WASHINGTON (NNS) -- Naval Sea Systems Command (NAVSEA) announced a fiscal year 2010 Navy fuel avoidance savings of 1.35 million barrels of oil Nov. 24, supporting the secretary of the Navy's efforts to reduce energy consumption.

Navy ships realize fuel savings through efficient underway operations and NAVSEA's Incentivized Energy Conservation Team (i-ENCON) works with ship operators to recommend fuel-efficient procedures.

"These results reflect increased fleet readiness because Sailors have more at-sea time to train while the Navy spends the same amount of money on fuel," said Hasan Pehlivan, NAVSEA i-ENCON initiative manager.

Fuel usage results are measured by underburn, the reported fuel usage rate below a ship class' average usage rate. In fiscal year 2010, 109 ships reported underburn.

The net underburn after accounting for ships that overburned, or used more than their class average, was 700,000 barrels of oil.

This represents 14.4 percent of Navy fuel consumption for fiscal 2010. i-ENCON's underburn goal is a 8 percent reduction in fuel usage each year. The net savings provided enough average fuel use to support 23 Arleigh Burke-class destroyers for a year.

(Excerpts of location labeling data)
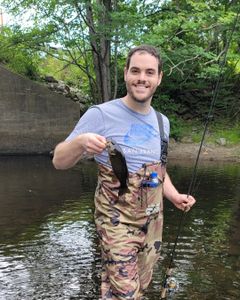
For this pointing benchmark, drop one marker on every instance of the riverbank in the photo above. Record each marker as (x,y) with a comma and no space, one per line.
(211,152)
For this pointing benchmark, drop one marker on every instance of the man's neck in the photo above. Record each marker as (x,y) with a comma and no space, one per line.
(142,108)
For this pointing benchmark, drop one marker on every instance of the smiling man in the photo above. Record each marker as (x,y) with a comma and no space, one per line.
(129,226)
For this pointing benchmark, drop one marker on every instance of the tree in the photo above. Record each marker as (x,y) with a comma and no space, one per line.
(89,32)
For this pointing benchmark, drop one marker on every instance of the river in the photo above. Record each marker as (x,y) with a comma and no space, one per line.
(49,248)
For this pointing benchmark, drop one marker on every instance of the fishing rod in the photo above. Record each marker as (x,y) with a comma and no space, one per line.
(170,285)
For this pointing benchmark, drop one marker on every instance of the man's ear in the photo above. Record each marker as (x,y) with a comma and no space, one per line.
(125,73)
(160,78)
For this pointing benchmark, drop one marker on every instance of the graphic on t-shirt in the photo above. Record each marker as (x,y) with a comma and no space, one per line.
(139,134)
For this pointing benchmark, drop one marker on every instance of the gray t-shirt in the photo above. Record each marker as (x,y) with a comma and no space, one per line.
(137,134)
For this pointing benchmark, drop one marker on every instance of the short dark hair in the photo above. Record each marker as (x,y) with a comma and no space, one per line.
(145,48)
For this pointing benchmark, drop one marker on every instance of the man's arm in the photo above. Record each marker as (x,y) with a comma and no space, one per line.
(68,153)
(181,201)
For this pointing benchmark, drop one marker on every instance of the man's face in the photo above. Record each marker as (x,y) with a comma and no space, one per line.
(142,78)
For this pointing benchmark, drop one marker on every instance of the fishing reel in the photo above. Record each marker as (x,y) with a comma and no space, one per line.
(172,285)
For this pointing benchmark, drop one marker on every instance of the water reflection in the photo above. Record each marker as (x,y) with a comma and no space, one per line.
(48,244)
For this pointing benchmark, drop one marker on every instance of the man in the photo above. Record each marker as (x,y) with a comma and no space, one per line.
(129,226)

[Required tasks]
1. Answer these questions from the Navy fuel savings text, one per line:
(a) How many ships reported underburn in fiscal year 2010?
(b) Who is the NAVSEA i-ENCON initiative manager?
(c) What yearly reduction in fuel usage does i-ENCON set as its underburn goal?
2. Turn the paragraph of the Navy fuel savings text that begins "Fuel usage results are measured" into a short bulleted list that keeps its main facts.
Please base your answers on the Navy fuel savings text alone.

[Responses in order]
1.
(a) 109 ships
(b) Hasan Pehlivan
(c) An 8 percent reduction in fuel usage each year

2.
- Fuel usage results are measured by underburn.
- Underburn is the reported fuel usage rate below a ship class' average usage rate.
- In fiscal year 2010, 109 ships reported underburn.